→ Aim of the exercise
Please transcribe the entries exactly and omit the images they contain.

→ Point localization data
-----
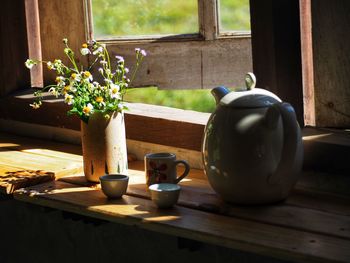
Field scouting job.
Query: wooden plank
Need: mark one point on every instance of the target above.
(226, 62)
(207, 17)
(331, 58)
(45, 147)
(34, 41)
(13, 178)
(160, 125)
(161, 67)
(239, 234)
(56, 23)
(13, 47)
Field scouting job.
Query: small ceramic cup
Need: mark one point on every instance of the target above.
(114, 185)
(161, 168)
(164, 195)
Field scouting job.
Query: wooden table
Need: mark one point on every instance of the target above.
(309, 226)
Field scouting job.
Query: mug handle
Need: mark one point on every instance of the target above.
(187, 169)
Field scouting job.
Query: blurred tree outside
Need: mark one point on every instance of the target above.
(125, 18)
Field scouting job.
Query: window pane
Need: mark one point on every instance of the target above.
(234, 15)
(198, 100)
(144, 17)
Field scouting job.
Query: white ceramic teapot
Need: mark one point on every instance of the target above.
(252, 147)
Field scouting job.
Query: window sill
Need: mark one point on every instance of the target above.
(147, 123)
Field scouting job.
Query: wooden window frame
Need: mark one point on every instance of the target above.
(197, 61)
(271, 51)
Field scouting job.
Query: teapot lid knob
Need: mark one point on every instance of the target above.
(250, 80)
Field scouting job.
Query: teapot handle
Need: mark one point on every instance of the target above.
(291, 135)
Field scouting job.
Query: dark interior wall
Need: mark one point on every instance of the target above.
(13, 47)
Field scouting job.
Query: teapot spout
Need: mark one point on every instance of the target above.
(219, 93)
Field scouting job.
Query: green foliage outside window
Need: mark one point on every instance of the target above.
(155, 17)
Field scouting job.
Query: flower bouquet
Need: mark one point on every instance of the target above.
(99, 104)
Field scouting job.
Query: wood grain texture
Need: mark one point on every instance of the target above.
(331, 55)
(13, 47)
(207, 17)
(25, 162)
(197, 194)
(192, 64)
(275, 28)
(34, 41)
(256, 237)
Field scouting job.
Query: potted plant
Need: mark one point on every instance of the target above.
(99, 104)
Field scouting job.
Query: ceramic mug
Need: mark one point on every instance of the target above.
(161, 168)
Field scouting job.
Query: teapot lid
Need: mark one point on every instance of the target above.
(250, 98)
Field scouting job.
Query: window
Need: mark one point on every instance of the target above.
(184, 53)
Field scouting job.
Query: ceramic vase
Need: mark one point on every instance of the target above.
(104, 146)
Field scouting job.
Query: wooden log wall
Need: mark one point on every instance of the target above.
(275, 28)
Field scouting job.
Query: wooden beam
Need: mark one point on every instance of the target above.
(307, 62)
(148, 123)
(58, 20)
(331, 62)
(13, 47)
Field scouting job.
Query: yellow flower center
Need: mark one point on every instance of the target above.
(86, 110)
(99, 99)
(87, 74)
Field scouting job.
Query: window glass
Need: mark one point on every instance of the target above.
(198, 100)
(144, 17)
(234, 15)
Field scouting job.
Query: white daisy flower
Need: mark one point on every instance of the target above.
(30, 63)
(88, 109)
(69, 99)
(76, 77)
-----
→ Exercise output
Field scouting job.
Query: wooden plank
Need: mark one point on every instance of the target above.
(226, 62)
(207, 17)
(331, 58)
(45, 147)
(34, 41)
(13, 178)
(160, 125)
(161, 67)
(239, 234)
(56, 23)
(13, 47)
Field scouting job.
Query: small ceramic cup
Need: mark one point on every instance of the target above.
(114, 185)
(161, 168)
(164, 195)
Field scouting job.
Query: wooden table
Need: mark one point on every instance of the target above.
(309, 226)
Field scouting job.
Query: mug handle
Need: mark one point on every instance of the target above.
(187, 169)
Field scouting job.
Query: blurred tree outside
Need: mark one point on every instance of the target above.
(125, 18)
Field scouting job.
Query: window pane
Need: mark one point on every instance of the target above.
(234, 15)
(198, 100)
(144, 17)
Field scouting job.
Query: white ceramic teapot
Need: mark one point on every instance of the target above.
(252, 147)
Field scouting job.
Query: window sill
Need: mark one point on every instance of the target above.
(147, 123)
Field scouting job.
Query: wooden window frame
Need: mark one point on every instance of the target above.
(197, 61)
(271, 51)
Field scouting job.
Query: teapot lid knob
Need: mark one point on every instance of the target above.
(250, 80)
Field scouting job.
Query: teapot handle
Need: mark one point on every instance of the target above.
(291, 135)
Field scouting job.
Query: dark interior wall
Need: mark one point on every instance of the target above.
(13, 47)
Field scouting job.
Query: teapot spout
Need: mark one point on every instance of the target above.
(219, 93)
Field scouting job.
Query: green foliage outside window
Need: mark one point on every instance of the target above.
(155, 17)
Field scouting job.
Query: flower bouquet
Need: mark one point on every instance of the target above.
(99, 104)
Field scouting job.
Query: wood grain texture
Need: mark one point on every instance of the target above.
(331, 55)
(13, 47)
(207, 17)
(25, 162)
(197, 194)
(192, 64)
(275, 28)
(34, 41)
(256, 237)
Field scouting job.
Query: potted plant
Need: mark one point on every instance of the target above.
(99, 104)
Field scouting job.
Query: ceramic mug
Need: mark one point on every instance of the target above.
(161, 168)
Field scouting job.
Query: teapot lid
Need: mark one point on every instance of the target above.
(250, 98)
Field scouting job.
Query: window
Need: mark one point on every instance of the target above.
(184, 53)
Field scouting job.
Query: ceramic vase
Need: mark one point on every instance of the target above.
(104, 146)
Field scouting job.
Query: wooden log wall
Need: mark one point on every instance of the target above.
(275, 28)
Field scouting job.
Query: wooden beam
Need: mark one point on every instance of the target above.
(307, 62)
(148, 123)
(58, 20)
(331, 62)
(13, 47)
Field scouting job.
Query: yellow flower center
Need: mark one point on every instance of the target above.
(86, 110)
(99, 99)
(87, 74)
Field scouting job.
Query: window glass
Need: mark one point on every instance of the target above.
(198, 100)
(144, 17)
(234, 15)
Field scouting job.
Query: white daisy flower
Need: mark one point on every instance of the target above.
(30, 63)
(88, 109)
(69, 99)
(76, 77)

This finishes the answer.